WHAT YOU HAVE TO DO =
Find the lines below that contain "long" and tally them. Return only the total.

------

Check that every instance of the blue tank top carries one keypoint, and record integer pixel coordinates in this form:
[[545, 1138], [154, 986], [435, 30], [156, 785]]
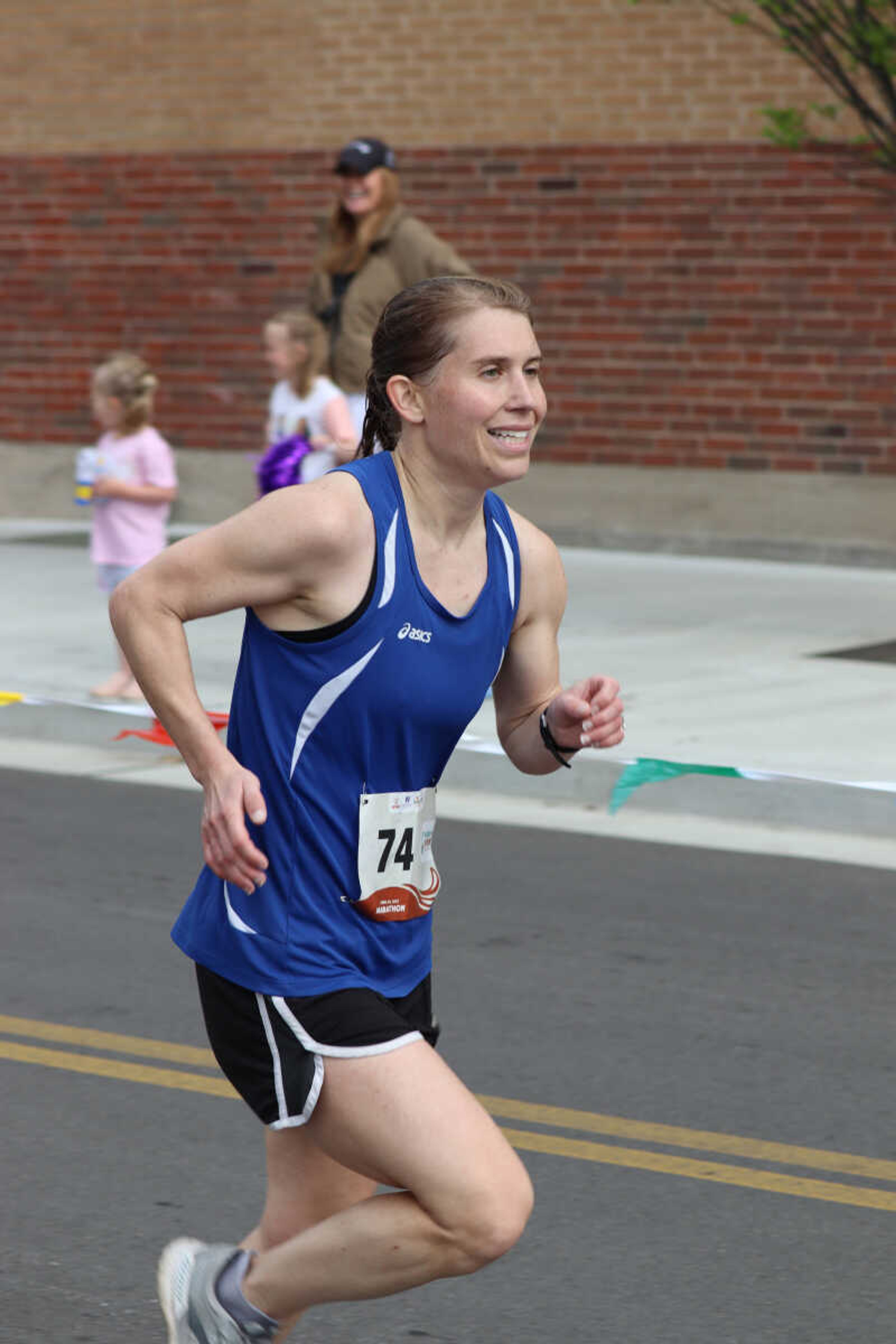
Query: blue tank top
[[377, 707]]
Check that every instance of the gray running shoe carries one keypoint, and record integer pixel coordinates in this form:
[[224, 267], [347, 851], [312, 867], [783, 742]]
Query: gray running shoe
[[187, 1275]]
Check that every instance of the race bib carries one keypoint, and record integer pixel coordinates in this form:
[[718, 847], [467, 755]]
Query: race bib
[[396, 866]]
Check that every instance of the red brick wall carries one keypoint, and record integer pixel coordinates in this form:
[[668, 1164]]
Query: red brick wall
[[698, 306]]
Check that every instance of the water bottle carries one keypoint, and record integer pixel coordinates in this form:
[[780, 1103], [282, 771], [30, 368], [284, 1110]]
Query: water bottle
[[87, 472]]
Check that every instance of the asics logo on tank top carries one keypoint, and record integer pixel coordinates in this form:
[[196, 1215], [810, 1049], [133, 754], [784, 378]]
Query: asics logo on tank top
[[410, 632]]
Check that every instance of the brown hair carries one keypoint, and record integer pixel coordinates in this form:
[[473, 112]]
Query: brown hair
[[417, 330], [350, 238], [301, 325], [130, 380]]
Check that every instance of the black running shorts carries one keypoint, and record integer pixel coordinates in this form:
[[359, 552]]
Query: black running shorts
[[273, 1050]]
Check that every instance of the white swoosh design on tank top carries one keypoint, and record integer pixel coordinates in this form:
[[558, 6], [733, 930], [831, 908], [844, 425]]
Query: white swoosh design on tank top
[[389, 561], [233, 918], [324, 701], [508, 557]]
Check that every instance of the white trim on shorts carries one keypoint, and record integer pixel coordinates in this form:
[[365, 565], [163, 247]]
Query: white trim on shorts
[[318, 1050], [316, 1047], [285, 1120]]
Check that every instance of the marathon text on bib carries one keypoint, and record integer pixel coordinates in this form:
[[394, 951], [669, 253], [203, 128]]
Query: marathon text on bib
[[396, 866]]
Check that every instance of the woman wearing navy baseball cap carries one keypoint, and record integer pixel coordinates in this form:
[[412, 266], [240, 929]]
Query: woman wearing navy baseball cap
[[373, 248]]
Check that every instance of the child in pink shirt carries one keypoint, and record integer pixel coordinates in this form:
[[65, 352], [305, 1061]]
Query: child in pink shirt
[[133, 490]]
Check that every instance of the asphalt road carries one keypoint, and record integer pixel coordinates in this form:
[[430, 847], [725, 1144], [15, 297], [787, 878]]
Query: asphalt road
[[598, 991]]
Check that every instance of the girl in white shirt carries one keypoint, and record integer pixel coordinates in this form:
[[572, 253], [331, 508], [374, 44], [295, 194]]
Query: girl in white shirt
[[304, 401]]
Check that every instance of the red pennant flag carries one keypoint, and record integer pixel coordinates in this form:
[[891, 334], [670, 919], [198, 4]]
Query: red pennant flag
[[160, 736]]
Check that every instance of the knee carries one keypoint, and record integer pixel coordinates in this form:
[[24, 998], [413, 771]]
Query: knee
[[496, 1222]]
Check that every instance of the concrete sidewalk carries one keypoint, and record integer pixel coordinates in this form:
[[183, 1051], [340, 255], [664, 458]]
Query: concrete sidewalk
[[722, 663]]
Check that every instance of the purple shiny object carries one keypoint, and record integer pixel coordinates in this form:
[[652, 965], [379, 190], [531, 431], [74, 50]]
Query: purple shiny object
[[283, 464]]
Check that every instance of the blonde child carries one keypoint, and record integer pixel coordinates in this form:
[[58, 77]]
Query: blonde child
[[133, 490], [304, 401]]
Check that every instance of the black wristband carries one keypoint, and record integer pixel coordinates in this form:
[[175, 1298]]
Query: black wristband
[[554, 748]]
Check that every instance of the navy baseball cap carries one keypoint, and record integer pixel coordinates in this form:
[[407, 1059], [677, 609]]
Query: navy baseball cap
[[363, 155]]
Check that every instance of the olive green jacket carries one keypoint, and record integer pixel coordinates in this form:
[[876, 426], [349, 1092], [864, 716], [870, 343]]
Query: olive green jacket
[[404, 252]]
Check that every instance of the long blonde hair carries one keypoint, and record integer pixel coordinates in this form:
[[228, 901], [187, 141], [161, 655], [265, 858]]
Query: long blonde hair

------

SOLUTION FOR THIS EXERCISE =
2